[Objective]:
Print all of the entries exactly, minus the pictures.
####################
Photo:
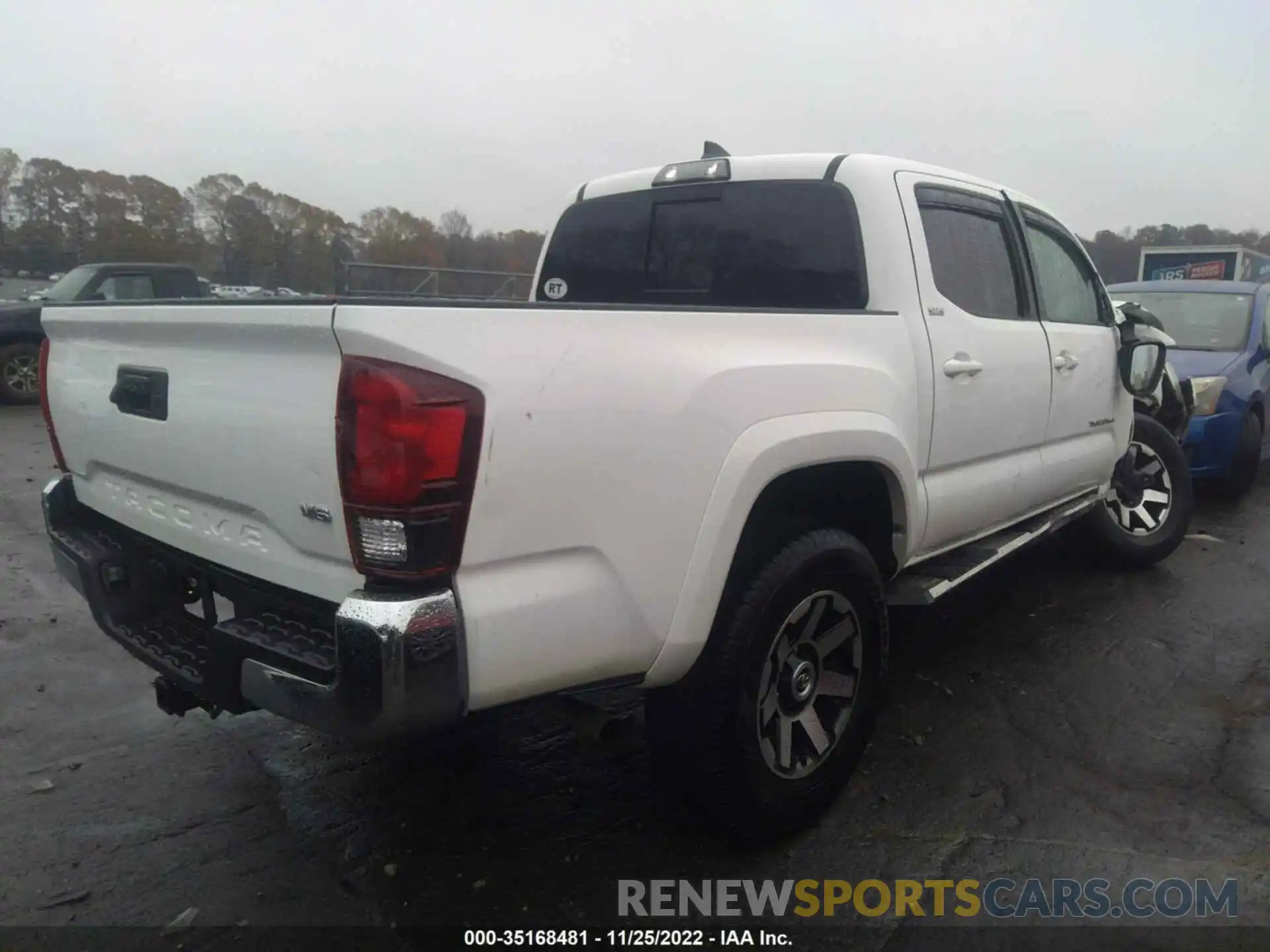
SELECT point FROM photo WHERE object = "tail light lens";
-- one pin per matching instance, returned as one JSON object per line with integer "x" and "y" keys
{"x": 408, "y": 444}
{"x": 44, "y": 407}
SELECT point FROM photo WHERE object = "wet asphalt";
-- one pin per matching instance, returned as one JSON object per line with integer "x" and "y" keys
{"x": 1052, "y": 720}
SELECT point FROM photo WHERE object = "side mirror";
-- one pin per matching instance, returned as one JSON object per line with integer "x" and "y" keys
{"x": 1142, "y": 364}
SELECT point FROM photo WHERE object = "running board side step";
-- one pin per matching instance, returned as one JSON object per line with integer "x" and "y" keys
{"x": 937, "y": 576}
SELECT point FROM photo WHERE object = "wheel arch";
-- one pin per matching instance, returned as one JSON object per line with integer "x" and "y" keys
{"x": 771, "y": 463}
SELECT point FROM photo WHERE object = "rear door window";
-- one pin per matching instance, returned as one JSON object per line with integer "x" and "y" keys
{"x": 973, "y": 259}
{"x": 1068, "y": 288}
{"x": 745, "y": 244}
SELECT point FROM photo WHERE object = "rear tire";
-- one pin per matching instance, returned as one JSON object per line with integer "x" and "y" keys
{"x": 773, "y": 719}
{"x": 19, "y": 374}
{"x": 1245, "y": 461}
{"x": 1141, "y": 524}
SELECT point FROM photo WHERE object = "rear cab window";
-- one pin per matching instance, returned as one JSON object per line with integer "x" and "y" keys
{"x": 777, "y": 244}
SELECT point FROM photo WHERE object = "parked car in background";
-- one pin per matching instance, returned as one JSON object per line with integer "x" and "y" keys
{"x": 22, "y": 333}
{"x": 1223, "y": 347}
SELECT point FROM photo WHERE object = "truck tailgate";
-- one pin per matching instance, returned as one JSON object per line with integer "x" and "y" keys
{"x": 249, "y": 436}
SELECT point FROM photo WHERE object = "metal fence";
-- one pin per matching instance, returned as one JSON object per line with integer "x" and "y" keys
{"x": 367, "y": 280}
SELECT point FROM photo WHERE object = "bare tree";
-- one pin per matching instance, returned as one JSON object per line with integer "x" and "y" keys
{"x": 455, "y": 225}
{"x": 9, "y": 165}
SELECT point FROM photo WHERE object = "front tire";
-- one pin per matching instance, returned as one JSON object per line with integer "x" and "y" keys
{"x": 773, "y": 719}
{"x": 19, "y": 374}
{"x": 1245, "y": 461}
{"x": 1148, "y": 508}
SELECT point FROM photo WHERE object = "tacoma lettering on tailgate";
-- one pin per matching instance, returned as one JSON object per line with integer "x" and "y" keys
{"x": 211, "y": 524}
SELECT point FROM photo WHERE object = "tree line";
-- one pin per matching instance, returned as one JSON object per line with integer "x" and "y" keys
{"x": 54, "y": 216}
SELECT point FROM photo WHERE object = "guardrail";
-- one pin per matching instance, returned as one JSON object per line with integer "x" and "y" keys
{"x": 368, "y": 280}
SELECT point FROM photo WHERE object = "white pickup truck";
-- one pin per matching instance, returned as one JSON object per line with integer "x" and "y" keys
{"x": 753, "y": 401}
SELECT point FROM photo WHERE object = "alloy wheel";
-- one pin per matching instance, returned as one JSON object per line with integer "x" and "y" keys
{"x": 810, "y": 683}
{"x": 22, "y": 374}
{"x": 1142, "y": 493}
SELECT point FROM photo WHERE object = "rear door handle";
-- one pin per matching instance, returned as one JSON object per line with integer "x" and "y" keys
{"x": 140, "y": 391}
{"x": 960, "y": 365}
{"x": 1064, "y": 361}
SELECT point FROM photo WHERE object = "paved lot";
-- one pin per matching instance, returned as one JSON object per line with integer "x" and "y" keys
{"x": 1052, "y": 721}
{"x": 19, "y": 288}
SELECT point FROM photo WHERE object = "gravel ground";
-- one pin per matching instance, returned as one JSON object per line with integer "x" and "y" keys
{"x": 1049, "y": 721}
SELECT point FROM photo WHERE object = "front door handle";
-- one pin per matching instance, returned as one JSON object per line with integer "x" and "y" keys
{"x": 962, "y": 366}
{"x": 1064, "y": 361}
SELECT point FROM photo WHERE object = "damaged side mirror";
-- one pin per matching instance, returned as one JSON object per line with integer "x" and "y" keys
{"x": 1142, "y": 364}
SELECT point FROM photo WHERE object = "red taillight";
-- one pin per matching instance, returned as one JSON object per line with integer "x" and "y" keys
{"x": 408, "y": 444}
{"x": 44, "y": 407}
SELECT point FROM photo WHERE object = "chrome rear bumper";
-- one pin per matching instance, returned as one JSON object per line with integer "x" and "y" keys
{"x": 379, "y": 663}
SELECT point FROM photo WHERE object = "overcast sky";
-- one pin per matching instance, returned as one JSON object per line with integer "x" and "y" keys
{"x": 1113, "y": 112}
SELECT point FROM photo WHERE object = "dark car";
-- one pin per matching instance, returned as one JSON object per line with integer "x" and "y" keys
{"x": 1223, "y": 347}
{"x": 21, "y": 333}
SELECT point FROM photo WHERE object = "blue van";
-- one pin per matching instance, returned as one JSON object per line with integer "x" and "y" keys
{"x": 1224, "y": 349}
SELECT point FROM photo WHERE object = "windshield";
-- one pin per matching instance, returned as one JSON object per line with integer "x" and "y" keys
{"x": 70, "y": 285}
{"x": 1198, "y": 320}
####################
[Response]:
Photo:
SELECT point FROM photo WHERE object = "tail light lens";
-- one pin per matching instance, returned as one JSON object per line with integer "x" and "y" keys
{"x": 408, "y": 444}
{"x": 44, "y": 407}
SELECT point FROM photo WHERE object = "wet asphalt";
-- one pin per matching instance, returned as one JSON object per line with integer "x" and "y" keys
{"x": 1052, "y": 720}
SELECT point FROM photo WHERE object = "side mirror";
-- one pin per matching instance, returned as one JSON object per line with integer "x" and "y" keys
{"x": 1142, "y": 364}
SELECT point FROM photo WHERE object = "running board side step";
-- one pin per matching instance, returned as one JSON object per line with integer "x" and "y" keys
{"x": 937, "y": 576}
SELECT point FROM photo WHERE object = "wheel arch";
-- one pin per matching instance, returned as one JSON object per line with integer "x" and "y" keys
{"x": 771, "y": 463}
SELECT point FROM photo WHERE object = "rear door window";
-- one pin per matching instance, returned as one JSON object per line with integer "x" and "y" keys
{"x": 973, "y": 259}
{"x": 1068, "y": 288}
{"x": 745, "y": 244}
SELECT point FROM photo WHERE object = "rear tire";
-- one pin per matching instance, returned as one JSON object per line with integer "x" and "y" keys
{"x": 773, "y": 719}
{"x": 19, "y": 374}
{"x": 1245, "y": 461}
{"x": 1141, "y": 524}
SELECT point FROM photo WHERE object = "rear cab window";
-- one pin per matching instance, returned as one JSON object per line with integer "x" and "y" keys
{"x": 777, "y": 244}
SELECT point FROM photo WHERE object = "parked car in background";
-- one pin per matching instance, returned as one JSON object per line with integer "x" and "y" keys
{"x": 22, "y": 333}
{"x": 1223, "y": 347}
SELECT point FROM photo WHERE object = "truck tailgate";
-- one pin per matching instance, returned as one JSON object per line with integer "x" and "y" keys
{"x": 249, "y": 436}
SELECT point FROM photo WHERE object = "metal fence";
-- one pin per matching instance, returned as one JSON object per line with integer "x" and "y" keys
{"x": 367, "y": 280}
SELECT point FROM photo WHERE object = "bare tree";
-- one pin per matching instance, returned as one JSON object per line with integer "x" and "y" keys
{"x": 455, "y": 225}
{"x": 9, "y": 165}
SELECT point FROM photo WHERE object = "front tire";
-- one pin per matching instance, returned as one JSON object per line with integer "x" and "y" keys
{"x": 773, "y": 719}
{"x": 19, "y": 374}
{"x": 1245, "y": 461}
{"x": 1148, "y": 508}
SELECT point FROM photo WHERE object = "tacoma lettering on tailgate";
-- one pin per matching instance, returned as one JSON object per line with integer "x" and "y" keys
{"x": 211, "y": 524}
SELECT point FROM photo WHERE object = "tree line";
-- one pin per matching instance, returned as one JSON object per line with integer "x" and "y" keys
{"x": 54, "y": 216}
SELECT point FROM photo WHERE object = "guardrail";
-- one pin per matching instance, returned as one JSON object per line with integer "x" and "y" keys
{"x": 368, "y": 280}
SELECT point FROM photo WHERE object = "white pickup truck";
-- one pin per matching instance, returned as one JSON object per line with integer "x" and "y" keys
{"x": 753, "y": 401}
SELECT point FROM photo WHERE object = "alloy wheel";
-- one pin per matching instance, returned as one JSON object per line with integer "x" and "y" keys
{"x": 810, "y": 683}
{"x": 22, "y": 374}
{"x": 1142, "y": 493}
SELECT point FROM photo WHERE object = "rear door handle";
-- one pin per matching instance, returned as one JSON object per line with integer "x" and "y" keys
{"x": 140, "y": 391}
{"x": 960, "y": 365}
{"x": 1064, "y": 361}
SELECT point FROM photo WHERE object = "paved lot";
-- one pin per matching instance, returned as one JSON object per line with integer "x" and "y" keys
{"x": 1052, "y": 721}
{"x": 19, "y": 288}
SELECT point FROM photo WHERE object = "gravel ground";
-- one pin per matching instance, returned as one JSON object per line with integer "x" and "y" keys
{"x": 1049, "y": 721}
SELECT point FROM photo WHERE object = "front door handle";
-- one pin per matching instance, returned as one JSON object per line with integer "x" and "y" keys
{"x": 962, "y": 366}
{"x": 1064, "y": 361}
SELECT point FROM photo WHERE object = "damaged side mirror";
-- one pin per matching instance, returned as one JSON object per line with integer "x" and "y" keys
{"x": 1142, "y": 364}
SELECT point FROM photo WHERE object = "red taillight";
-- one pin per matching instance, returned as one JSON object per line with integer "x" and "y" keys
{"x": 408, "y": 444}
{"x": 44, "y": 407}
SELECT point FROM photo WHERE object = "chrome rear bumper";
-- one pin per matching instance, returned as one JSON object per line with integer "x" and "y" keys
{"x": 379, "y": 663}
SELECT point FROM photo WHERE object = "overcast sky";
-- one pin per matching instance, returned as one JSON object per line with integer "x" and "y" keys
{"x": 1113, "y": 112}
SELECT point FROM photo WHERE object = "dark car";
-- one pin per matching instance, returned as one JSON object per line with integer "x" and "y" keys
{"x": 1223, "y": 347}
{"x": 21, "y": 333}
SELECT point FROM photo WHERE object = "blue van";
-- one pin per matching instance, returned as one JSON object per line with integer "x" and "y" keys
{"x": 1224, "y": 349}
SELECT point FROM photo WHERE object = "windshield";
-- one pin per matching instance, returned as one JSON object per line with integer "x" and "y" keys
{"x": 70, "y": 285}
{"x": 1198, "y": 320}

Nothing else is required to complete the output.